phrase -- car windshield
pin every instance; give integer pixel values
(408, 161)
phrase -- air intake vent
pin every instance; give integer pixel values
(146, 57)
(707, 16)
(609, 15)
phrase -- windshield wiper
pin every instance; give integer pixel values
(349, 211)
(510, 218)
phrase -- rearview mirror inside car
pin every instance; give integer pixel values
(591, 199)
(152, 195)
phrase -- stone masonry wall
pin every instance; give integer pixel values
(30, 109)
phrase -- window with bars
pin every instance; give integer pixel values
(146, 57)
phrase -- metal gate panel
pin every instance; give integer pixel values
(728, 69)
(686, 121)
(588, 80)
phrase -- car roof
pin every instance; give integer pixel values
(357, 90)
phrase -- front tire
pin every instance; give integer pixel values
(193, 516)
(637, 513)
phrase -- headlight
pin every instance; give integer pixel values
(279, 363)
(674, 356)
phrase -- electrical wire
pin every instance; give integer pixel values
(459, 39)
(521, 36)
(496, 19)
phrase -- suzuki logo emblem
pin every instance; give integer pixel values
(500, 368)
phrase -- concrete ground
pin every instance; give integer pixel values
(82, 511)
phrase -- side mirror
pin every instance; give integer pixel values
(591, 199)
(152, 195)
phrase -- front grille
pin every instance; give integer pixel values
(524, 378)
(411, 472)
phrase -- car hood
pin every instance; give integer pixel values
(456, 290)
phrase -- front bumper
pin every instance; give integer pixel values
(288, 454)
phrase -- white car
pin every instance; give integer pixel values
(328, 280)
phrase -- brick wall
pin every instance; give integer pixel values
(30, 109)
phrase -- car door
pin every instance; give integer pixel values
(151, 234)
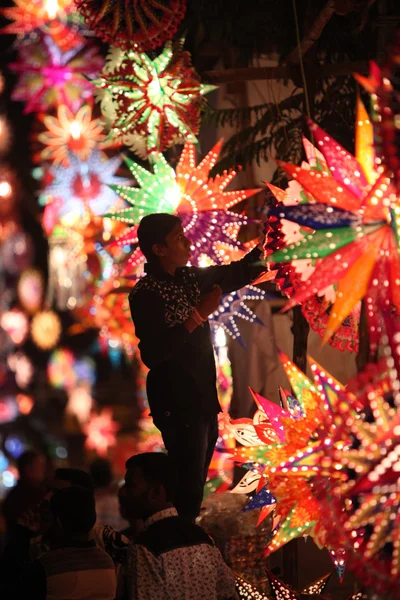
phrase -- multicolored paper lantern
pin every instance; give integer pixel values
(77, 134)
(49, 77)
(361, 503)
(84, 186)
(141, 25)
(56, 18)
(158, 99)
(201, 203)
(356, 236)
(232, 307)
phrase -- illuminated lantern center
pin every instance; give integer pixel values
(87, 186)
(52, 8)
(5, 189)
(56, 75)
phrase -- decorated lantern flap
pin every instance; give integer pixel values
(152, 103)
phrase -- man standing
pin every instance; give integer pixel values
(171, 558)
(170, 309)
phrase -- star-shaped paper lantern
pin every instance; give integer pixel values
(362, 504)
(289, 277)
(101, 432)
(356, 236)
(77, 134)
(84, 185)
(282, 591)
(232, 307)
(201, 203)
(283, 468)
(49, 77)
(141, 25)
(158, 100)
(55, 18)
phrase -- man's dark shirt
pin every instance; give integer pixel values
(182, 377)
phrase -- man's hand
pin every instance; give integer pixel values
(209, 302)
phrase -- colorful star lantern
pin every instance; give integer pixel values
(56, 18)
(356, 237)
(83, 186)
(282, 591)
(101, 432)
(141, 25)
(234, 306)
(339, 558)
(384, 87)
(362, 503)
(283, 469)
(77, 134)
(289, 277)
(158, 100)
(201, 203)
(49, 77)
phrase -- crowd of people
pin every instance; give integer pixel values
(66, 538)
(57, 546)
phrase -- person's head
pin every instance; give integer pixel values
(31, 466)
(74, 512)
(150, 482)
(163, 241)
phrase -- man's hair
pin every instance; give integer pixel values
(156, 467)
(75, 477)
(101, 472)
(74, 507)
(153, 229)
(26, 459)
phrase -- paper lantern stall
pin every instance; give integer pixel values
(201, 203)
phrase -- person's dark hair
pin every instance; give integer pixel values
(158, 468)
(153, 229)
(26, 459)
(101, 472)
(75, 477)
(74, 507)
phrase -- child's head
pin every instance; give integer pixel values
(162, 240)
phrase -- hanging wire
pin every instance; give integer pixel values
(303, 75)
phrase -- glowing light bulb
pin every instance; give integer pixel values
(52, 8)
(5, 189)
(75, 130)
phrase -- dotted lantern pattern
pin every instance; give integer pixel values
(141, 25)
(152, 104)
(201, 203)
(356, 241)
(49, 77)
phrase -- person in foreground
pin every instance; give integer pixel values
(77, 568)
(170, 307)
(172, 557)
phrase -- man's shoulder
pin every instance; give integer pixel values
(147, 283)
(172, 533)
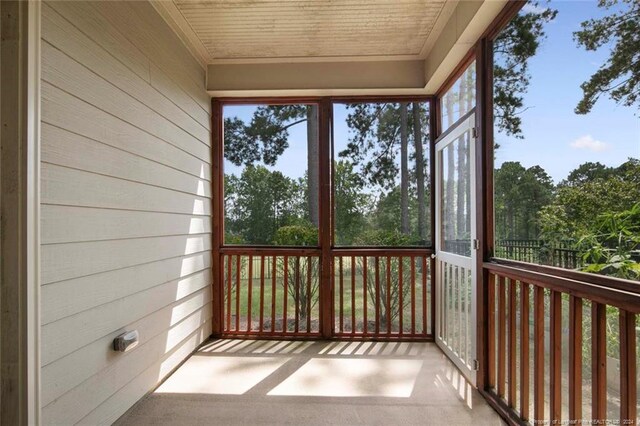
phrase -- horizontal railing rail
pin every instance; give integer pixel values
(561, 349)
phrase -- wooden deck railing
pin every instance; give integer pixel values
(381, 294)
(271, 292)
(561, 347)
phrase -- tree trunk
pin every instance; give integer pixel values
(461, 189)
(404, 170)
(417, 138)
(449, 232)
(313, 172)
(470, 104)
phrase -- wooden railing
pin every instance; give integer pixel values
(271, 292)
(561, 346)
(383, 294)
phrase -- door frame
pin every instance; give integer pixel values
(466, 123)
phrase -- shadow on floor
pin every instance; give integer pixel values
(239, 382)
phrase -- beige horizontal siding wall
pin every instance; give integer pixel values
(126, 203)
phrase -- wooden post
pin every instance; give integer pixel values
(599, 362)
(484, 195)
(575, 359)
(326, 291)
(628, 368)
(217, 197)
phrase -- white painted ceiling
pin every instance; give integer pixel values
(234, 31)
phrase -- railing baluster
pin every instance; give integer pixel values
(229, 278)
(628, 368)
(353, 294)
(377, 294)
(423, 260)
(400, 298)
(285, 294)
(249, 291)
(538, 355)
(501, 335)
(575, 359)
(512, 343)
(238, 269)
(309, 287)
(433, 287)
(491, 331)
(524, 350)
(273, 294)
(261, 293)
(364, 294)
(555, 344)
(599, 362)
(388, 283)
(340, 269)
(413, 295)
(297, 302)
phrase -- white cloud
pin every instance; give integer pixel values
(588, 142)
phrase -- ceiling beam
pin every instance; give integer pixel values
(318, 79)
(466, 25)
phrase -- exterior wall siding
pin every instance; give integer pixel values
(126, 199)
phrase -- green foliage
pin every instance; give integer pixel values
(352, 204)
(580, 200)
(262, 202)
(296, 235)
(619, 76)
(608, 248)
(519, 195)
(515, 45)
(383, 238)
(375, 142)
(265, 137)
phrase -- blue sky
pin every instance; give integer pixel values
(554, 136)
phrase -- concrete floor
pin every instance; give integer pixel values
(242, 382)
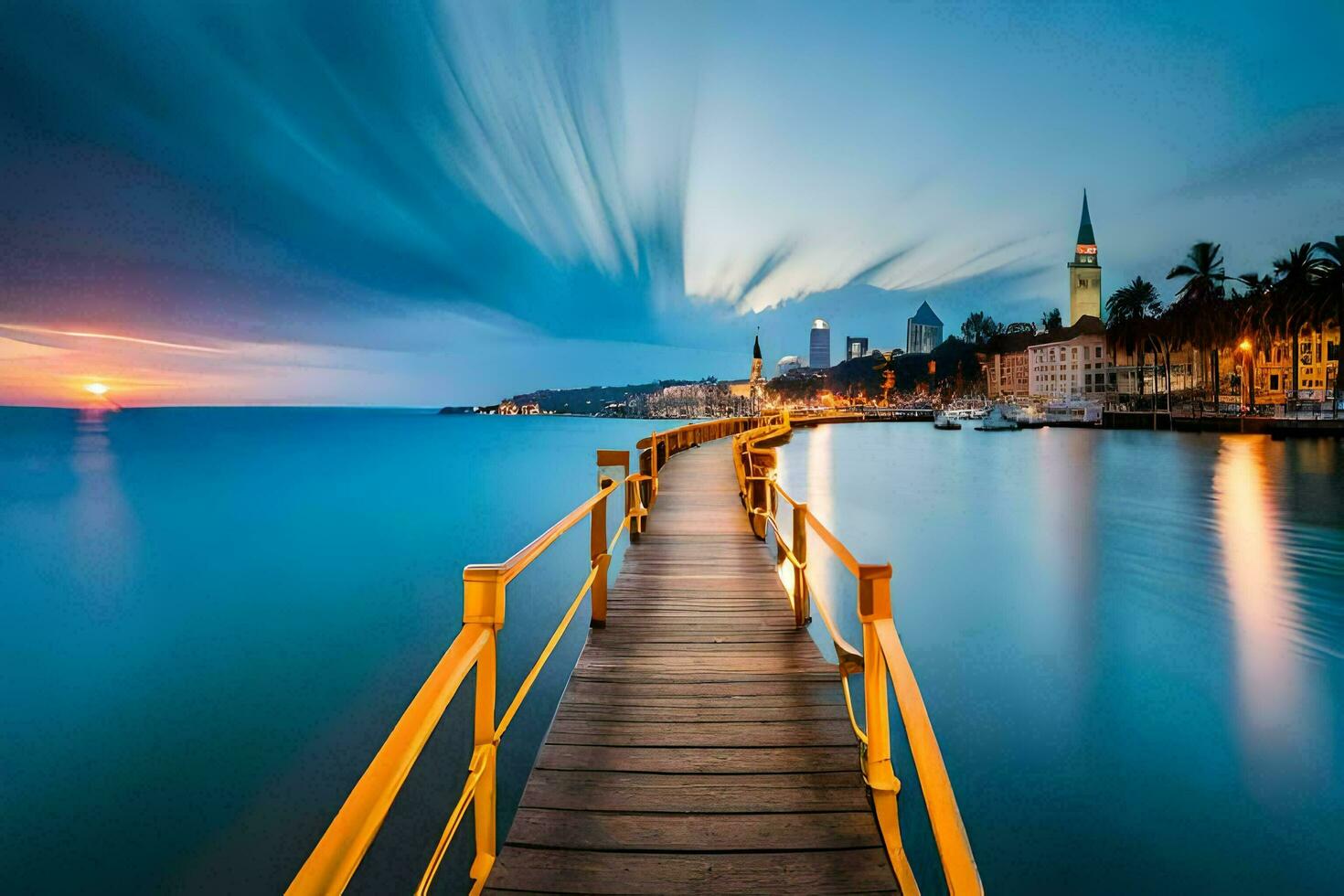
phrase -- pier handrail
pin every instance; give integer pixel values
(882, 656)
(351, 833)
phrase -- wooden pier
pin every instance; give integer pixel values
(702, 744)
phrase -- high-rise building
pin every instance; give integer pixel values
(923, 331)
(1083, 272)
(820, 355)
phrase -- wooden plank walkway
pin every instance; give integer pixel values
(702, 744)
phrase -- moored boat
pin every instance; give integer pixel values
(997, 422)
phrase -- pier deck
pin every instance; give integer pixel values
(702, 744)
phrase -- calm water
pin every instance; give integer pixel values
(214, 617)
(1131, 643)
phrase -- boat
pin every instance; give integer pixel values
(1072, 411)
(997, 422)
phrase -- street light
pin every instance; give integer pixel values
(1247, 364)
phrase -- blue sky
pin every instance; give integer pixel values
(420, 203)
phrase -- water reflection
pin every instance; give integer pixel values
(1275, 715)
(101, 536)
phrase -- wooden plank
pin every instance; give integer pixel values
(720, 733)
(683, 715)
(705, 832)
(566, 870)
(683, 793)
(702, 744)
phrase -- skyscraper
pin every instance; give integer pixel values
(1083, 272)
(820, 355)
(923, 331)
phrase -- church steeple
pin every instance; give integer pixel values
(1085, 272)
(1085, 235)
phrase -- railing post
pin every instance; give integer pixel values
(483, 602)
(878, 772)
(654, 469)
(801, 612)
(597, 549)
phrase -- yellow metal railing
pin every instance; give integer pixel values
(337, 855)
(882, 656)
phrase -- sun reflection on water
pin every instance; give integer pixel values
(1275, 715)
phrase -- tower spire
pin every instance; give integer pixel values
(1085, 235)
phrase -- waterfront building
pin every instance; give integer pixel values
(818, 355)
(1007, 366)
(694, 400)
(1072, 361)
(1085, 272)
(923, 331)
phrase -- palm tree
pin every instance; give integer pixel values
(1198, 315)
(1253, 316)
(1329, 292)
(1131, 314)
(1292, 309)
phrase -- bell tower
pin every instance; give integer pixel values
(757, 382)
(1083, 272)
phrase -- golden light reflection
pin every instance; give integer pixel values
(1275, 715)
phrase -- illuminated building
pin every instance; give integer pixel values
(1072, 363)
(818, 357)
(923, 331)
(1085, 272)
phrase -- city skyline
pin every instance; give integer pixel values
(369, 228)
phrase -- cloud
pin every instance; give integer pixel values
(448, 154)
(1308, 145)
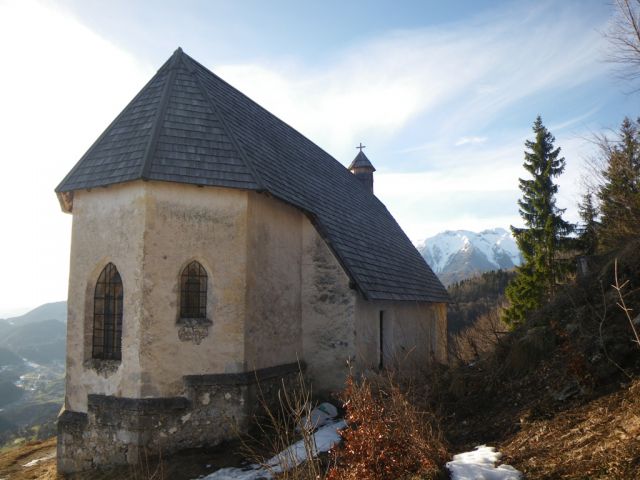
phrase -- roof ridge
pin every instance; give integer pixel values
(243, 156)
(172, 66)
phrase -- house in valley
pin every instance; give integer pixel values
(214, 248)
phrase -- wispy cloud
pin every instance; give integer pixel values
(470, 141)
(61, 86)
(459, 78)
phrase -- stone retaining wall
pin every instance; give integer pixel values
(215, 408)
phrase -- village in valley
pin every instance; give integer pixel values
(266, 242)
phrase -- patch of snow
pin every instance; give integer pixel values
(325, 438)
(479, 464)
(320, 416)
(33, 463)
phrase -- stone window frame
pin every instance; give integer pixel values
(196, 327)
(105, 366)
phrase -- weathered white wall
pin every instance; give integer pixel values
(273, 321)
(414, 334)
(108, 226)
(276, 293)
(328, 307)
(186, 223)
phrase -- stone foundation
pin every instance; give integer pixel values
(118, 430)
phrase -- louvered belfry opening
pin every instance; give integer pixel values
(193, 292)
(107, 315)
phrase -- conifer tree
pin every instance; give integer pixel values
(545, 231)
(620, 194)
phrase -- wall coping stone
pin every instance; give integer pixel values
(70, 417)
(243, 378)
(141, 405)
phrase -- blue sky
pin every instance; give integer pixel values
(442, 93)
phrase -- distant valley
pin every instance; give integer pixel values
(456, 255)
(32, 355)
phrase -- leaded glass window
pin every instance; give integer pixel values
(107, 315)
(193, 292)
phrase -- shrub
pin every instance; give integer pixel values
(387, 436)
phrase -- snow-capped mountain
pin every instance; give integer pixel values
(456, 255)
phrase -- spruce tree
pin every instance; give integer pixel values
(545, 231)
(620, 194)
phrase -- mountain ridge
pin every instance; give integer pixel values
(456, 255)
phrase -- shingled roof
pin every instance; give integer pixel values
(187, 125)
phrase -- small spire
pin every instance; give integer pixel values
(362, 168)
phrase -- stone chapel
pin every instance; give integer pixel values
(215, 248)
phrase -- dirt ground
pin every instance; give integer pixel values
(36, 460)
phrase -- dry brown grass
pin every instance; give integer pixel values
(598, 440)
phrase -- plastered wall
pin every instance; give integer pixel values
(328, 307)
(274, 253)
(108, 226)
(186, 223)
(413, 335)
(276, 293)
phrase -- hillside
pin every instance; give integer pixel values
(461, 254)
(32, 355)
(475, 297)
(559, 396)
(47, 311)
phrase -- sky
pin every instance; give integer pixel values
(443, 94)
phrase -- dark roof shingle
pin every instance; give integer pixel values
(187, 125)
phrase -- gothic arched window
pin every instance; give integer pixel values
(193, 292)
(107, 315)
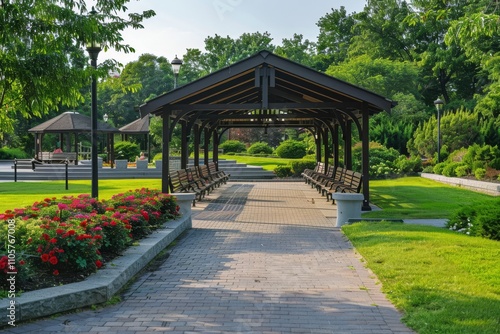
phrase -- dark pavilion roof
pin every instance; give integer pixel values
(71, 121)
(267, 87)
(138, 126)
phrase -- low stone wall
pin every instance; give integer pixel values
(489, 188)
(101, 286)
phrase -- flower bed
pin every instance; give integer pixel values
(58, 241)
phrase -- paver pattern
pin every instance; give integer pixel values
(262, 257)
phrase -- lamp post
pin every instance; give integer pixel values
(93, 48)
(439, 106)
(176, 67)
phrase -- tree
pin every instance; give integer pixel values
(42, 59)
(336, 30)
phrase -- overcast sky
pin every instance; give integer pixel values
(182, 24)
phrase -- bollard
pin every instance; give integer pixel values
(184, 200)
(15, 170)
(348, 206)
(66, 163)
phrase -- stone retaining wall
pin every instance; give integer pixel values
(489, 188)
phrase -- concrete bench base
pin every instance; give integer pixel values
(348, 206)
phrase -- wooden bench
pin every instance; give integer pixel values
(212, 180)
(309, 175)
(52, 157)
(351, 183)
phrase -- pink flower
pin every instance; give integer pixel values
(62, 206)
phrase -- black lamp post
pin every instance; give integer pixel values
(176, 67)
(439, 106)
(93, 48)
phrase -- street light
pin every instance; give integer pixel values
(176, 67)
(439, 106)
(93, 48)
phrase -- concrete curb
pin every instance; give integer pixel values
(101, 286)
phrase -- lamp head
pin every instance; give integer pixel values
(176, 65)
(439, 104)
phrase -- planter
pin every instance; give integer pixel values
(141, 164)
(121, 164)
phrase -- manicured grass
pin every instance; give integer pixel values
(266, 163)
(444, 282)
(416, 197)
(20, 194)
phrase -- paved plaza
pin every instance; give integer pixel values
(262, 257)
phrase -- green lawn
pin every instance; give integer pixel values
(444, 282)
(266, 163)
(20, 194)
(416, 197)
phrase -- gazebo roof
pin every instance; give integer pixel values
(266, 86)
(139, 126)
(71, 121)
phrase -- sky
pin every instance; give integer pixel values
(182, 24)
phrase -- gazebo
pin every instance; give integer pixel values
(266, 90)
(67, 124)
(138, 127)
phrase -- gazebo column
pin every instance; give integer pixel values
(196, 133)
(206, 146)
(326, 146)
(317, 141)
(165, 163)
(184, 144)
(216, 148)
(335, 139)
(348, 145)
(365, 158)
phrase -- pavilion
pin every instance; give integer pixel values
(266, 90)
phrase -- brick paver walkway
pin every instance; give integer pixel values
(262, 257)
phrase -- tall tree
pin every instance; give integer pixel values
(42, 59)
(336, 30)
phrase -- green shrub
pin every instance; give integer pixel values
(260, 148)
(291, 149)
(283, 171)
(478, 220)
(450, 169)
(232, 146)
(12, 153)
(428, 169)
(438, 169)
(462, 171)
(300, 165)
(410, 165)
(127, 150)
(480, 173)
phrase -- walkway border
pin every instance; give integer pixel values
(105, 283)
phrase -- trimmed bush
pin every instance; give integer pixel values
(438, 169)
(232, 146)
(283, 171)
(291, 149)
(260, 148)
(450, 169)
(480, 173)
(478, 220)
(126, 150)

|---|

## DIRECTIONS
Report the lines above that have the word "windshield" in them.

## EXPECTED ANSWER
phrase -- car windshield
phrase -- windshield wiper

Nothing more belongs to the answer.